## Problem details
Show every line of the records below that contains the string "sliced".

Boundary annotation records:
>> Begin
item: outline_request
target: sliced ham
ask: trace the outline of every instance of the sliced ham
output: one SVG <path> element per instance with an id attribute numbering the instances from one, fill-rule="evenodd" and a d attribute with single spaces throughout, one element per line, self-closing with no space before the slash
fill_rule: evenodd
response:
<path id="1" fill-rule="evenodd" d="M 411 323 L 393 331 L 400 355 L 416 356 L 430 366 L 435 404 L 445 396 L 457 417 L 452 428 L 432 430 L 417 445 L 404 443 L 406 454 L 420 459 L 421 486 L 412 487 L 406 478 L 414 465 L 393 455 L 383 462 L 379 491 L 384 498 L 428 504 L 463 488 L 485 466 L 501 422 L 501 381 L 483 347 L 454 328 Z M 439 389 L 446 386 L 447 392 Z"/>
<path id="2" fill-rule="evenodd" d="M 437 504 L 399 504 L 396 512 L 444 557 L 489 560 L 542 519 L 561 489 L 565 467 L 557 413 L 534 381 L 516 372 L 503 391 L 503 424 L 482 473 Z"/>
>> End
## Exercise answer
target: sliced ham
ask: trace the outline of every instance of the sliced ham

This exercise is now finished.